■ Given exercise
Format the rows below as a numbered list, omitting any blank lines.

■ Information supplied
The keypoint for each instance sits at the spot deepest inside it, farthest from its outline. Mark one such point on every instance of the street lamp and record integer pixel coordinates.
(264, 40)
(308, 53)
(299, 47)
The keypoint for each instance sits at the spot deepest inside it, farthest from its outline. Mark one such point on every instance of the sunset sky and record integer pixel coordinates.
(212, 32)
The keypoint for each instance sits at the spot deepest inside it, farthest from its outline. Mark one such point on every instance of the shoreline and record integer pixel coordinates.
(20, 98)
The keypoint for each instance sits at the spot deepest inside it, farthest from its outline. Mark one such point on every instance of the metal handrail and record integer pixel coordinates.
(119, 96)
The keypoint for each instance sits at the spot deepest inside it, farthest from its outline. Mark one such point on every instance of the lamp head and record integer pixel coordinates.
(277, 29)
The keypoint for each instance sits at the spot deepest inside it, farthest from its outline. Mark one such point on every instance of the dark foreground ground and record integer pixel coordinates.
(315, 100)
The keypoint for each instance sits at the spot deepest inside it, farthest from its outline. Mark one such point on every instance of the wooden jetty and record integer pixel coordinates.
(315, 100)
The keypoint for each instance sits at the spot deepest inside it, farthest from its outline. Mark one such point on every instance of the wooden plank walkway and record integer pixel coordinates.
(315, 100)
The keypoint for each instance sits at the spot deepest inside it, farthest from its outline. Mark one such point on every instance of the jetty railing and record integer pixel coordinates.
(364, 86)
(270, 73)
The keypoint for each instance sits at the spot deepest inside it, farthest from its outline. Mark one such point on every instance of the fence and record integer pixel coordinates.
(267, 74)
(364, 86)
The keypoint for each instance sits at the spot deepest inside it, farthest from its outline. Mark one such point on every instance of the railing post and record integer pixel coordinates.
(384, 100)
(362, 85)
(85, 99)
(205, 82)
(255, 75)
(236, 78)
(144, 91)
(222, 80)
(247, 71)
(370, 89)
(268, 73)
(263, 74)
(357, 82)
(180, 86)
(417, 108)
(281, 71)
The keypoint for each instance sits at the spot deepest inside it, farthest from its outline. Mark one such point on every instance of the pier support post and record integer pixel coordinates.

■ Solution below
1. The keypoint for each instance sits at the spot deepest inside it, farthest from its outline. Mark one such point on every instance of the street lamp and record integer pixel coordinates.
2. (264, 40)
3. (308, 53)
4. (299, 47)
5. The keypoint for each instance sits at the spot deepest inside it, farthest from its outline. Mark one such point on every instance of the sunset sky and record integer pixel coordinates.
6. (212, 32)
7. The keypoint for each instance sits at the spot deepest inside it, farthest from its outline. Mark one such point on every instance of the shoreline and record integer pixel coordinates.
8. (20, 98)
9. The keypoint for each instance sits at the spot deepest inside it, farthest from its outline. Mark one such point on every instance of the metal handrail and record integer pixel coordinates.
10. (119, 96)
11. The keypoint for each instance sits at the spot deepest inside it, farthest from its outline. Mark one such point on every instance of the lamp head and record integer pixel coordinates.
12. (277, 29)
13. The keypoint for each instance sits at the spot deepest inside it, farthest from its outline. Mark one such point on every instance of the dark foreground ground and record integer pixel coordinates.
14. (315, 100)
15. The keypoint for each instance sits at the spot deepest inside it, farthest from its outline. Mark one such point on every instance of the wooden jetty and record integer pixel coordinates.
16. (315, 100)
17. The keypoint for each instance sits at the spot deepest inside it, farthest from its outline. Mark one such point on every instance of the wooden plank walkway and record integer pixel coordinates.
18. (315, 100)
19. The keypoint for each instance sits at the spot deepest inside it, farthest from its outline. Mark one such point on every instance of the jetty railing and record integer pixel coordinates.
20. (364, 86)
21. (270, 73)
22. The keypoint for each instance sits at the spot deepest inside it, farthest from its outline. Mark one such point on every instance of the fence and record integer pixel coordinates.
23. (267, 74)
24. (364, 86)
25. The keypoint for each instance sits at the spot deepest inside it, farthest from its outline. Mark one such point on every instance of the railing post and record integer pixel coordinates.
26. (384, 100)
27. (362, 85)
28. (85, 99)
29. (205, 82)
30. (255, 75)
31. (236, 78)
32. (144, 91)
33. (222, 80)
34. (247, 71)
35. (370, 89)
36. (268, 73)
37. (263, 74)
38. (357, 82)
39. (180, 86)
40. (417, 108)
41. (281, 71)
42. The keypoint for each instance sits at the spot deepest inside it, farthest from its outline. Mark one such point on every instance of the pier support post and record integer pixel coordinates.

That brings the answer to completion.